Task requirements: Write out all of the records precisely. Skip anything that is a picture.

Dataset rows on where objects appear
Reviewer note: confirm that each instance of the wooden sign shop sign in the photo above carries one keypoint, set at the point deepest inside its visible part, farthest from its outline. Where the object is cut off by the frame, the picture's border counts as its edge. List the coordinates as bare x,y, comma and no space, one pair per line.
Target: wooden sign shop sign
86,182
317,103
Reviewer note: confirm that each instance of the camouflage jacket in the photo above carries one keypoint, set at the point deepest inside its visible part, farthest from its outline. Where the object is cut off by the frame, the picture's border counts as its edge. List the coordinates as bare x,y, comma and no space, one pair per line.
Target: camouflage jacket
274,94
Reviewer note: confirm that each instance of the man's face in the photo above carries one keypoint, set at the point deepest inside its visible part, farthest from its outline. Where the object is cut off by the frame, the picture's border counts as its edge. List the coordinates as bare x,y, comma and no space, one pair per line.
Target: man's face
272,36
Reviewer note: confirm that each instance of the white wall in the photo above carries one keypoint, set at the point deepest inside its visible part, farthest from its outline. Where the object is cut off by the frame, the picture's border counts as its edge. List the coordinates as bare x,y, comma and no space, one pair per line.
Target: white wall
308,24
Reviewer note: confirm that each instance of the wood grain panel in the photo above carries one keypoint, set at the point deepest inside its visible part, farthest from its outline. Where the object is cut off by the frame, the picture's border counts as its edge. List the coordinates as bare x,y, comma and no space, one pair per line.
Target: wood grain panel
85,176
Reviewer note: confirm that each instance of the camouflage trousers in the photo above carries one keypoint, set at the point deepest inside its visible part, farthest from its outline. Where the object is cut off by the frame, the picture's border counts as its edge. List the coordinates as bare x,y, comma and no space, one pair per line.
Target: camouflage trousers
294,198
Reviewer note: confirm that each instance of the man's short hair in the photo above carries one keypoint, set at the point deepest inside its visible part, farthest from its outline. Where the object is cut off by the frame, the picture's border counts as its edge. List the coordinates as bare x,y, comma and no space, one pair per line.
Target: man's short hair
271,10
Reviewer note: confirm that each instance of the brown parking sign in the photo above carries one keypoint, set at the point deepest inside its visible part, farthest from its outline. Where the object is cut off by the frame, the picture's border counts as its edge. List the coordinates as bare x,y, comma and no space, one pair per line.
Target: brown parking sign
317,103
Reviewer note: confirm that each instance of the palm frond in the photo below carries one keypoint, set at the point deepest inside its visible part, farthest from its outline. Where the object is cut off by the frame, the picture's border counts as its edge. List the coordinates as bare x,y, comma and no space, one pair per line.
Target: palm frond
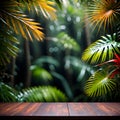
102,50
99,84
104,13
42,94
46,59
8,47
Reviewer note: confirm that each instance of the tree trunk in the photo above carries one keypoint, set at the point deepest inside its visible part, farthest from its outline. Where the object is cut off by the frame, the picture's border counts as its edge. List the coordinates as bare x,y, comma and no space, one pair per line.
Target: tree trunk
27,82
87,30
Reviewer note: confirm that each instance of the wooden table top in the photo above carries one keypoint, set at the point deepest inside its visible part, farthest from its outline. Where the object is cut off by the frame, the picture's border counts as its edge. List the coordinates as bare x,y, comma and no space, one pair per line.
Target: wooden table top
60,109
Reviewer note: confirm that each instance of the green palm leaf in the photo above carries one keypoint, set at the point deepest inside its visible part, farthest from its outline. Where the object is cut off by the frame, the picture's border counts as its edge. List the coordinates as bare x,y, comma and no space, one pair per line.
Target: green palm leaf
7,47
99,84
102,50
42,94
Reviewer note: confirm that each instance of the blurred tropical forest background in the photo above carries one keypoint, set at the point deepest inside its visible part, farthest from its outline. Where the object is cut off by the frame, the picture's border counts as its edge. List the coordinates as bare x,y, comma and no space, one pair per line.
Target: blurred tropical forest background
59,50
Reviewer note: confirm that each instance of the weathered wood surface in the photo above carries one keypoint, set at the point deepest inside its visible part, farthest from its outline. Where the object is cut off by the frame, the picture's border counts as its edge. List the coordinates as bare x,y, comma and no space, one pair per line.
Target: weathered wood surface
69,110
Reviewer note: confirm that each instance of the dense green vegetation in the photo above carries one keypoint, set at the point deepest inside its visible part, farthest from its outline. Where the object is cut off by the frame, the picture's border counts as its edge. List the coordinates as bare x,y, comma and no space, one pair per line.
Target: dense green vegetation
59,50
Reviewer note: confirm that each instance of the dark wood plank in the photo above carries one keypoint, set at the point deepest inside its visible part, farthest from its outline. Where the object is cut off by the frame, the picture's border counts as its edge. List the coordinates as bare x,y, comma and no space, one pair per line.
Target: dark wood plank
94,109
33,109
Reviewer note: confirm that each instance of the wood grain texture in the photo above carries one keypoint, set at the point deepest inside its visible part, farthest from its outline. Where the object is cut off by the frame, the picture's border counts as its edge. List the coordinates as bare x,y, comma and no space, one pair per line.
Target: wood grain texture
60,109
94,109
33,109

Result of this task:
Reviewer note: confirm that each instance of the wooden sign shop sign in the photo above carries one keypoint, set at the point deepest inside its visible part, farthest from its outline. Where the object is cut off by the frame, the picture's border counts as its edge. List the coordinates as bare x,y, comma and no space, one pair per line.
Target: wooden sign shop sign
86,182
317,103
Reviewer note: confirm that each instance of the camouflage jacket in the photo above carries one keypoint, set at the point deepest inside its visible part, farthest from its outline. Where the object is cut off by the frame, the picture's border counts as its edge. List the coordinates as bare x,y, comma and no space, one pair per line.
Target: camouflage jacket
274,94
Reviewer note: confirm that each instance of the man's face in the photo above carries one keypoint, set at the point deepest inside its visible part, farthest from its outline. Where the object is cut off by the frame, the picture's border counts as its edge. List the coordinates as bare x,y, comma and no space, one pair per line.
Target: man's face
272,36
Reviewer note: confirm that each instance of the white wall in the photo above carries one keypoint, set at the point deepest inside its visible part, farthest from its outline. Where the object is cut off by the frame, the picture's border counts as its edge. List the coordinates as bare x,y, comma and no space, one pair per line.
Target: white wall
308,24
Reviewer note: confirm that each instance of the wood grain panel in the photo above carries one keypoint, set at the point deepest inside its visible part, farthest from its outline. Where the object is cut off by the frame, the picture's border counts as its edge. List the coordinates as bare x,y, comma and no space, one pair per line.
Target: wood grain panel
85,176
Reviewer note: confirm that each instance of the camouflage trousers in the photo above carries one keypoint, set at the point deepest inside its visible part, farthest from its outline. Where the object is cut off by the frame, the picture's border counts as its edge. List the coordinates as bare x,y, comma and no space, one pair per line.
Target: camouflage trousers
294,198
Reviewer note: confirm that each instance of the man's short hair in the photo above carries one keypoint, set at the point deepest inside its visible part, farthest from its outline. Where the object is cut off by the frame, the picture's border counts as its edge. List the coordinates as bare x,y, comma and no space, one pair per line.
Target: man's short hair
271,10
Reviewer note: confirm that each instance of the brown parking sign in the photo above carries one keypoint, set at the point deepest inside its visible part, farthest from its outline. Where the object is cut off by the frame, the picture's border counts as its edge. List the coordinates as bare x,y, comma and no space, one pair per line.
Target: brown parking sign
317,103
Reviewer note: confirm that each instance of the palm frond in the photo below carries one keypoint, set at the point deepest inside its visible part, farthest from its outline. Where the object is cut off by the frame, the picture's border counts as its edge. List the coordinates as bare x,y, comma and no space, one pair per line.
Target: palm frond
102,50
99,84
104,13
42,94
46,59
8,47
Reviewer note: confirm that each instance of the tree trunk in the photo above carries one keypoint, set at the point deepest inside its visible part, farthest from its outline. Where the object is cut off by the frame, the picture's border counts as its edge. List the coordinates as bare x,y, comma and no space, one pair per line.
Target: tree trunk
27,82
87,30
Reviewer note: confirm that each instance of the wooden table top in the photo above carries one keypoint, set at the point deepest inside its visible part, farthest from its outline. Where the object is cut off by the frame, the picture's border counts as its edge. List the coordinates as bare x,y, comma and no space, one pair per line.
Target: wooden table top
60,109
Reviewer note: confirm that each instance of the green palm leaf in the photo above carries one keypoint, set at the point deepest inside its visible part, farthest from its outline. Where the object is cut off by the frame, the picture's border counts as its edge. List the coordinates as bare x,y, comma and no space, one pair per line.
Target: green palm leaf
7,47
99,84
102,50
42,94
Reviewer note: confirm that each instance of the blurred tropical forest background in the photo above carries one keypoint, set at the point deepest inside its visible part, farthest from its outline. Where the object is cut off by the frame, the picture's border counts as its edge. List the coordinates as bare x,y, comma and no space, one pair per line.
Target: blurred tropical forest background
59,50
Reviewer note: confirm that each instance of the weathered wood surface in the photo above carries one keypoint, set at the point deepest inside its visible part, farthest from its outline. Where the object is cut off by the frame, the picture's border counts as its edge. List the coordinates as bare x,y, comma and no space, one pair per line.
Target: weathered wood surface
69,110
Reviewer note: confirm that each instance of the dense green vegetation in the photo above carries one keypoint, set at the point deepest inside its visible part, farthest from its outline. Where the object is cut off by the frame, the picture's border counts as its edge. List the coordinates as bare x,y, comma and no space, one pair per line.
Target: dense green vegetation
59,50
Reviewer note: confirm that each instance of the dark wood plank in the photo above carries one keypoint, set at the point deepest inside its visible part, farthest from its outline. Where the object is cut off by the frame, the picture's border counts as its edge. List the coordinates as bare x,y, comma and no space, one pair per line.
Target: dark wood plank
94,109
33,109
Reviewer note: confirm that each instance of the wood grain texture in the photo above carries one keypoint, set at the point deepest inside its visible part, farthest from its outline. Where the object is cut off by the frame, the picture's border counts as its edge. List the coordinates as bare x,y, comma and no space, one pair per line.
Target: wood grain texture
60,109
94,109
33,109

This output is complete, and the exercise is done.